• [WORK INSTRUCTIONS] Resume the article on Macy's first-quarter results after its last sentence. The article appears before the listing.

• [PAGE EXCERPT]
——

According to chairman and CEO Jeff Gennette, Macy’s outperformed sales expectations across all three of its brands: its namesake chain, Bloomingdale’s and luxury beauty retailer Bluemercury.
“We built on our momentum from the fourth quarter and our sales trend continued to improve throughout the first quarter,” he said. “These results were driven by the positive effects of the government stimulus program and expanding vaccine rollout, coupled with the accelerated execution of our Polaris strategy, including investments in our digital platforms.”
At its investor day last February, Macy’s unveiled a three-year turnaround plan that included trimming 125 stores from its total footprint, cutting 2,000 jobs — or about 9% of its corporate workforce — and ramping up investments in both higher-margin private labels and off-price through Macy’s Backstage. It shared expectations for these moves to save the company $1.5 billion annually by the end of fiscal 2022 and said it expected its top 250 stores to account for 78% of sales by 2021.
For the first quarter, the department store’s comparable store sales rose 62.5% on an owned basis and 63.9% on an owned-plus-licensed basis. (Versus 2019 figures, however, comps were down 10.5% and 10%, respectively.) E-commerce was the bright spot for Macy’s: The channel advanced 34% over the prior year period and 32% over the first quarter of 2019. Online penetration, it added, accounted for 37% of sales.
What’s more, the Macy’s brand brought in 4.6 million new customers — a 23% gain from 2019 — with 47% of shoppers coming through the digital channel.

——

• [RECORDED DATA]
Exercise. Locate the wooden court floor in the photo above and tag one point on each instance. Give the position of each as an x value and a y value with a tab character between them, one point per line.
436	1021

——

• [RESULT OF THE TASK]
“As consumers seek to reengage with each other, we are seeing promising signs that our core customers are shopping again, and we continue to attract new customers, who increasingly begin their shopping experience with us online,” continued Gennette. “Customers are shopping categories that have been strong throughout the pandemic — including home, fine jewelry and watches, fragrance and luxury items — and we’re encouraged by the improvement we’re seeing in special occasion categories as customers begin to travel and return to a pre-pandemic lifestyle.”
The momentum has led Macy’s to improve its guidance for the full year. The chain is now calling for net sales to range from $21.73 billion to $22.23 billion, compared with the prior projection of $19.75 billion to $20.75 billion. It estimated that adjusted earnings per share would fall between $1.71 to $2.12, versus the previous expectation of adjusted earnings of 40 cents to 90 cents per share. It had approximately $1.8 billion in cash at the end of the first quarter.
“The momentum and strength of our digital business is reshaping how we engage with customers as an omnichannel retailer,” CFO Adrian Mitchell added. “As we execute the Polaris strategy, Macy’s is well positioned for long-term, profitable growth.”